EXERCISE BRIEF ▸
Extend the news report on Abrini's arrest in Brussels, picking up right after its last sentence.

PROVIDED PASSAGE ▸
=== Begin Enclosure ===

Interior Minister Jan Jambon, who offered to resign over the failure to arrest one of the suicide bombers months ago, tweeted congratulations to those involved in the arrests.

But there was no change in the national security alert level.

“The struggle against terrorism goes on,” Mr Jambon said.

Abrini linked to car, apartment used in Paris attacks

Belgium media said Abrini was arrested in the Anderlecht district of Brussels, next to the western district of Molenbeek — home to several other suspects linked to the Paris attacks.

The 31-year-old Belgian of Moroccan origin had been on Europe’s most-wanted list since being seen on a motorway service station CCTV video driving with key suspect Salah Abdeslam towards Paris from Belgium.

Abdeslam

Abdeslam was set to immolate himself, but chickened out.

The car they drove was used two days later in the November 13 attacks.

Abdeslam’s elder brother was a suicide bomber in the series of attacks.

Abrini and Abdeslam also rented an apartment used by some of the Paris suicide attackers, prosecutors said.

Abrini’s fingerprints and DNA were found in two Brussels apartments, including the one from where three men — including the two bombers — took a taxi to the airport on March 22.

It was later found to have been used as a bomb factory.

Abrini is a childhood friend of Abdeslam, and is believed to have played a support role in the preparations for the Paris attacks.

Belgian authorities have told local media Abrini travelled to Syria in 2015.

=== End Enclosure ===

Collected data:

=== Begin Enclosure ===

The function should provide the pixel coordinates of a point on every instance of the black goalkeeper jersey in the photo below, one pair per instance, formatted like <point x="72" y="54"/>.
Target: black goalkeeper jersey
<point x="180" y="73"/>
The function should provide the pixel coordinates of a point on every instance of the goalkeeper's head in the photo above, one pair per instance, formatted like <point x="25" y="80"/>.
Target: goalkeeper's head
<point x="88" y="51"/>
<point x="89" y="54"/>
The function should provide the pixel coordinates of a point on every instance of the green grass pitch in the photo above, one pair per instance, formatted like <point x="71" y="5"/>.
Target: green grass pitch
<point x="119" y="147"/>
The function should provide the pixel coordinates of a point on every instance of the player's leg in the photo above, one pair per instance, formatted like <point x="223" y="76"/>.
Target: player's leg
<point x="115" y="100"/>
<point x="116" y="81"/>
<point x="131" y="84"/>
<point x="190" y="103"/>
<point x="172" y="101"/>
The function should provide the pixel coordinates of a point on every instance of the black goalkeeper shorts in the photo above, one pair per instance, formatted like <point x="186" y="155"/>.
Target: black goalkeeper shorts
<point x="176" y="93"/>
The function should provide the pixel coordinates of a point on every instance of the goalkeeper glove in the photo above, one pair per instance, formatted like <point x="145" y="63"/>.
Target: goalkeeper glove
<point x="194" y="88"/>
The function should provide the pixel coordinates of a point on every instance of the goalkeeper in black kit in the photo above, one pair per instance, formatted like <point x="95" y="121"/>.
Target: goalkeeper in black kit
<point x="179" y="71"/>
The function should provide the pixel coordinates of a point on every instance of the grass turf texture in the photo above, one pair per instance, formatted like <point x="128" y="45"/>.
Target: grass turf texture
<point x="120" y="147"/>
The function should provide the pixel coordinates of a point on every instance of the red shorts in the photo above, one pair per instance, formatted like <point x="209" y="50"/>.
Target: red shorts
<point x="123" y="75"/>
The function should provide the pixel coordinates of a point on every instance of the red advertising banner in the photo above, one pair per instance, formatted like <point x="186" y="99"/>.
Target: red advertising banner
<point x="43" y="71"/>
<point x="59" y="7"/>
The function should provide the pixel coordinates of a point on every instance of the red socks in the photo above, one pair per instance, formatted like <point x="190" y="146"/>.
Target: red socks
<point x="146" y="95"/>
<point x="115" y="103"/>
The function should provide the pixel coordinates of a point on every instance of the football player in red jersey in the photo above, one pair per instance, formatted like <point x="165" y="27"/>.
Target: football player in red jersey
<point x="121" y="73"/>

=== End Enclosure ===

EXERCISE OUTPUT ▸
Abdeslam was arrested in Brussels on March 18, four days before Islamic State suicide bombers struck in the city following a four-month manhunt.

He is being held in a high-security prison in the northern Belgian city of Bruges while awaiting his extradition to France.

“The federal prosecutor confirms that there have been several arrests in the course of the day in connection with the attacks on the airport and metro,” an earlier a statement said.

Faycal Cheffou

Investigators checking whether Abrini was ‘the man in the hat’. Image supplied by Capital Police.

Brussels attacks suspect detained

Another suspect held on Friday may be a man seen with Khalid Bakraoui at a Brussels metro station shortly before Bakraoui blew himself up on a train on the same line downtown.

Prosecutors named him as Osama K, saying he had used the false name Naim al-Hamed.

Prosecutors said he had also been caught on CCTV buying bags at a downtown mall that were later used in the Brussels bombings.

Osama K was identified by police near Ulm in Germany some weeks before the Paris attacks in a car rented by Salah Abdeslam, prosecutors said.

They did not confirm reports he was a Swede named Osama Krayem, a former fighter in Syria who may have returned to Europe along with other militants among refugees who reached the Greek island of Leros in September.

The Brussels attacks killed 32 people and wounded hundreds more.

Hunt continues for the ‘man in the hat’

Investigators have released new footage of “the man in the hat” in connection to the Brussels attacks.

The suspect left the Brussels airport shortly after the twin suicide bombings and was tracked on CCTV for several miles into the city centre.

Prosecutors said they were checking whether Abrini was the man in the hat.

Investigators have released new footage, urging people to look for the man’s discarded coat.

He had been difficult to identify from the footage, which showed him pushing a laden luggage trolley alongside the two men who blew themselves up with similar bags.

A third bomb was later found abandoned at the airport.